Roller coaster in England

Cannonball Express is a roller coaster located at Pleasurewood Hills, Corton, near Lowestoft, Suffolk. It is the only Schwarzkopf Jumbo V coaster to be manufactured.

==History==

The ride was built in 1983 for a German travelling fair and briefly operated at Meli Park in Belgium as Jumbo 5. In 1985 it was relocated to Funland Park in Folkestone, Kent, where it was renamed Super Figure Eight. In 1995 it moved to Pleasurewood Hills as Cannonball Express, where it was mine train themed. In 2005 it was refurbished and renamed Enigma. In 2017 the name reverted to Cannonball Express.

As Cannonball Express, the ride originally had four trains coloured:

- Blue - Still in operation
- Purple - In storage (Used for maintenance)
- Green - In storage (put on track in 2009 for a short time)
- Red - Used the least, thought to be scrapped

There is now only 1 train in operation, which seats only eight people. With separate on- and off-loading stations it means the ride has a very low capacity of around 160 people per hour.

• [Listed entries]:
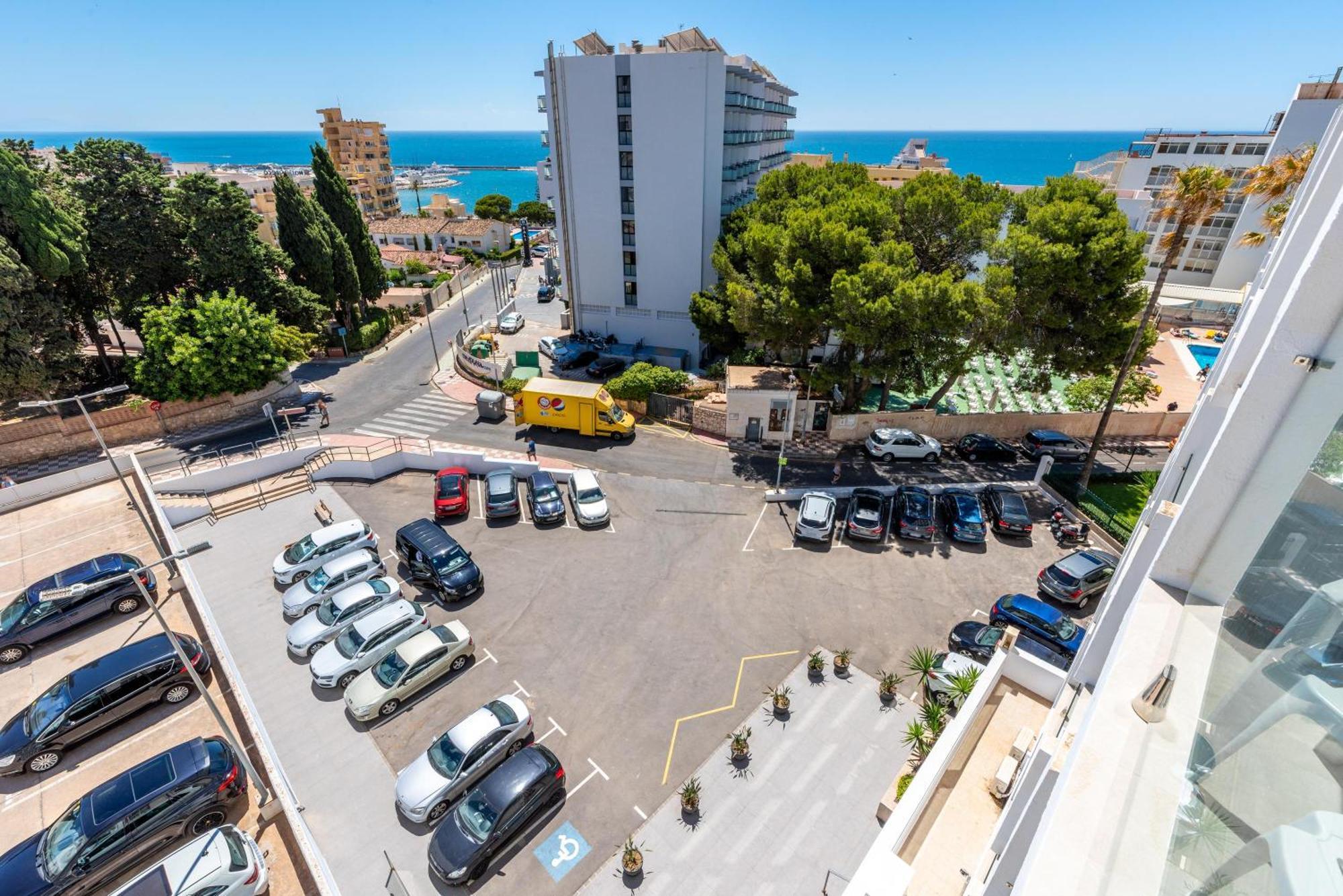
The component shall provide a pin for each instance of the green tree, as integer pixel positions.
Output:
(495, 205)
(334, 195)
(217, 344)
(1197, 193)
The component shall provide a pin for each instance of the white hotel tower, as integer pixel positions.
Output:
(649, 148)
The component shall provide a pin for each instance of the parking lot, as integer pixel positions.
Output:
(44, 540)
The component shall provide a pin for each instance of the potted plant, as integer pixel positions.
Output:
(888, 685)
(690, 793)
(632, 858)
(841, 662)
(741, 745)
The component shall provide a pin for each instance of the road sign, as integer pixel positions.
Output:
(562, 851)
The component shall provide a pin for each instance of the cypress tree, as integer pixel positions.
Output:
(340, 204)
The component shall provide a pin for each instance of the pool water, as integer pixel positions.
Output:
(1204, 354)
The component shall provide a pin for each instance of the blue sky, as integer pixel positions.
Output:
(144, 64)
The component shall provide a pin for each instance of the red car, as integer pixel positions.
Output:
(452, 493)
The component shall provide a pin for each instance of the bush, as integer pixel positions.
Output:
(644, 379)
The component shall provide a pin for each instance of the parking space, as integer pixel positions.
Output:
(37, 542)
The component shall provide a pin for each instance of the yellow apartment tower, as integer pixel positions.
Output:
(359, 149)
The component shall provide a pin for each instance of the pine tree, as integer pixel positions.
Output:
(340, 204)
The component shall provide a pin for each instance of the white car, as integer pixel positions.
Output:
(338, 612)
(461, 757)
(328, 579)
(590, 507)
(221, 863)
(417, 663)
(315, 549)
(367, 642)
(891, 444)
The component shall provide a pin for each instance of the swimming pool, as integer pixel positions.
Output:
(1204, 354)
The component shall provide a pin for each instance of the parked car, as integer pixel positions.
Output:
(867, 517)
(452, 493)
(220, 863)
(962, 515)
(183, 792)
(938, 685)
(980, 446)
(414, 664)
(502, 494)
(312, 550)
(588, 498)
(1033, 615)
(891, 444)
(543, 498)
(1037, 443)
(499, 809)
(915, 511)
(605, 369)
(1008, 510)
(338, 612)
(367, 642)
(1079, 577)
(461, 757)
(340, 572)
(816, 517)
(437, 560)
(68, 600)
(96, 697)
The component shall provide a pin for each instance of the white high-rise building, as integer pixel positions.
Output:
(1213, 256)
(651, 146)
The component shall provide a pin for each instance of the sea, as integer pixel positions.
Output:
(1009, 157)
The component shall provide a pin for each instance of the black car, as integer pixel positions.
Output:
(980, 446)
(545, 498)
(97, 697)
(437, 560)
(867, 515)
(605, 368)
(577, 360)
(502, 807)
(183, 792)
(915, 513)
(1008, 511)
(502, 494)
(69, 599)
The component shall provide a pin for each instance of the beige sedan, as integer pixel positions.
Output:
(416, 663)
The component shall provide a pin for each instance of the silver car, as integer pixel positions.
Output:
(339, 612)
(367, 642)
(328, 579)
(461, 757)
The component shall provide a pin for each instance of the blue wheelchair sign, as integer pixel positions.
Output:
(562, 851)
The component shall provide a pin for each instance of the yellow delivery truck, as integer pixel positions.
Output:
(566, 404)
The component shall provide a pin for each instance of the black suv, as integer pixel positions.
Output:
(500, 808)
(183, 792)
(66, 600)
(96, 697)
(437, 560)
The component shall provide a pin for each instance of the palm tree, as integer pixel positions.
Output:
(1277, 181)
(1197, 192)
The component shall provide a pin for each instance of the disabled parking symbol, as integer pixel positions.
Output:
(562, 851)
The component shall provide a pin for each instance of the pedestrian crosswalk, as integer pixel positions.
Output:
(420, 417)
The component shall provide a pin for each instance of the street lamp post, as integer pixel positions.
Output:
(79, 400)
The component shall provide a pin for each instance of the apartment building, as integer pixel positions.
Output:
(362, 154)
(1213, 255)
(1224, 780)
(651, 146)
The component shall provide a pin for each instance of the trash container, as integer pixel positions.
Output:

• [Task goal]:
Return the Cannonball Express text from "The ride was" to "(Used for maintenance)" without any changes. The entries are not needed for the task.

• [Response box]:
The ride was built in 1983 for a German travelling fair and briefly operated at Meli Park in Belgium as Jumbo 5. In 1985 it was relocated to Funland Park in Folkestone, Kent, where it was renamed Super Figure Eight. In 1995 it moved to Pleasurewood Hills as Cannonball Express, where it was mine train themed. In 2005 it was refurbished and renamed Enigma. In 2017 the name reverted to Cannonball Express.

As Cannonball Express, the ride originally had four trains coloured:

- Blue - Still in operation
- Purple - In storage (Used for maintenance)